▸ **Instructions for the task**
Reproduce the listing below verbatim, line for line, from start to finish. Omit the picture from your output.
====
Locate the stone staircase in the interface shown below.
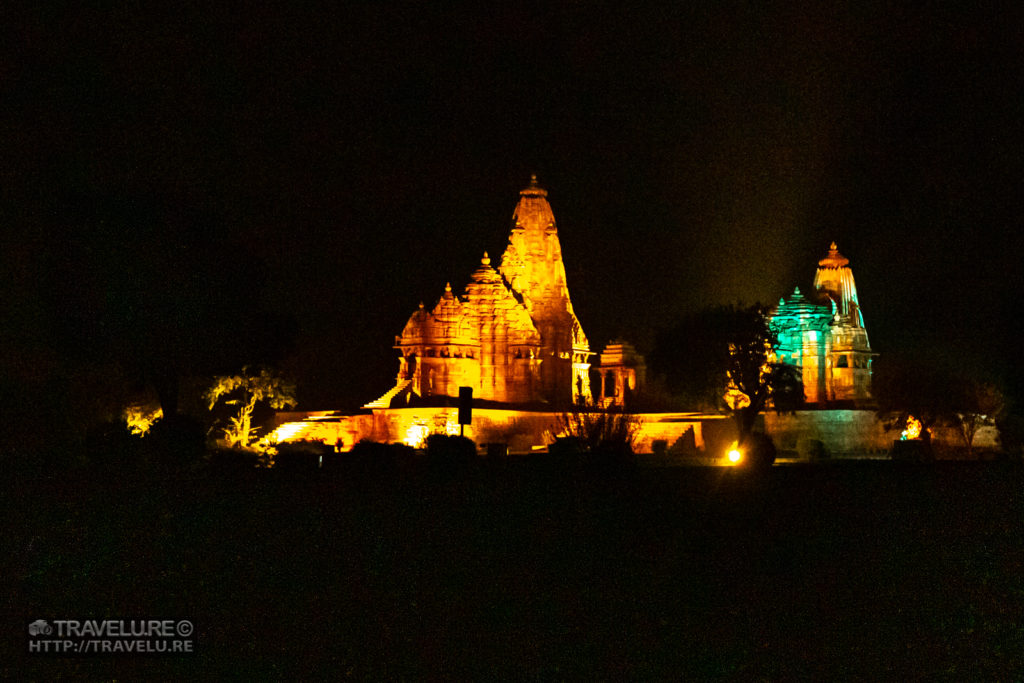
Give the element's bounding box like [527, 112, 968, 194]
[362, 380, 413, 409]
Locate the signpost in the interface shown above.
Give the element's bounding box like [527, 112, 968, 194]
[459, 387, 473, 436]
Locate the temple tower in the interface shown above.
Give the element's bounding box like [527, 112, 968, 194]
[499, 175, 592, 403]
[814, 242, 874, 400]
[380, 176, 591, 408]
[768, 242, 876, 404]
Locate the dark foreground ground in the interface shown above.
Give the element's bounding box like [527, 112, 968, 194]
[0, 462, 1024, 680]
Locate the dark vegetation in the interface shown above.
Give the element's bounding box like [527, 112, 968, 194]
[6, 454, 1024, 680]
[651, 304, 804, 442]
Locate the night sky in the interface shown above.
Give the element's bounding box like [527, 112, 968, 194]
[0, 2, 1024, 410]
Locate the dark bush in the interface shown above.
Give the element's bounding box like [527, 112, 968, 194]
[889, 438, 935, 463]
[798, 438, 828, 461]
[426, 434, 477, 471]
[740, 434, 777, 470]
[207, 449, 260, 476]
[85, 420, 145, 473]
[141, 415, 206, 469]
[273, 441, 336, 473]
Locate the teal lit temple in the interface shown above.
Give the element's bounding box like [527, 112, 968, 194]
[768, 242, 877, 407]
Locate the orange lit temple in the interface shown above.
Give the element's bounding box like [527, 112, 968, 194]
[270, 184, 995, 457]
[367, 176, 591, 408]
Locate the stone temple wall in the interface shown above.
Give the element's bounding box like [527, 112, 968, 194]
[275, 407, 998, 459]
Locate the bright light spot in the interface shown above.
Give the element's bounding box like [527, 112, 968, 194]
[263, 422, 309, 443]
[900, 415, 922, 441]
[723, 387, 751, 411]
[401, 425, 430, 449]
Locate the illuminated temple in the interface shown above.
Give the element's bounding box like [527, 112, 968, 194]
====
▸ **Solution to the problem**
Locate the stone staircase in the interface shown below.
Give the element's bounding box like [527, 112, 968, 194]
[362, 380, 413, 409]
Locate the signpost in the interface shown above.
Give the element's bounding box like [527, 112, 968, 194]
[459, 387, 473, 436]
Locate the temple tower in the interface shown above.
Give the element's bounding box like [527, 112, 968, 194]
[499, 175, 592, 403]
[814, 242, 874, 400]
[380, 176, 591, 408]
[768, 242, 876, 404]
Locate the dark foreground ground in the interface shown above.
Give the element's bounding box like [527, 112, 968, 194]
[0, 462, 1024, 680]
Locate the dark vegetation in the interface shown above.
Give the element's bounding box like [527, 112, 968, 194]
[6, 454, 1024, 680]
[651, 304, 804, 442]
Locate the night sky in the interface shown above.
Give the element's bounding box like [527, 112, 968, 194]
[0, 2, 1024, 410]
Locate the dark bush in the interface shown above.
Give the element's bounding box like [527, 112, 968, 194]
[889, 438, 935, 463]
[798, 438, 828, 461]
[426, 434, 477, 471]
[740, 434, 777, 470]
[207, 449, 260, 476]
[85, 420, 145, 473]
[141, 415, 206, 469]
[273, 441, 336, 473]
Locate the teal lit temple in the interface shown above.
Give the element's bounding box like [527, 112, 968, 194]
[768, 242, 877, 407]
Locate the orange lit temple in the interface shown above.
Give the element's bounding box like [527, 112, 968, 194]
[270, 184, 995, 457]
[367, 176, 591, 408]
Locate the stone temple wall in the interface shown above.
Give the element's bounding box like [527, 112, 968, 194]
[275, 407, 998, 459]
Locate the bright light spot in the interface shown above.
Give the element's bounding box like [527, 112, 968, 194]
[263, 422, 309, 443]
[900, 415, 922, 441]
[723, 387, 751, 411]
[401, 425, 430, 449]
Locate the illuminated temple in the interface shown above.
Give the element's bounding box like [527, 112, 968, 194]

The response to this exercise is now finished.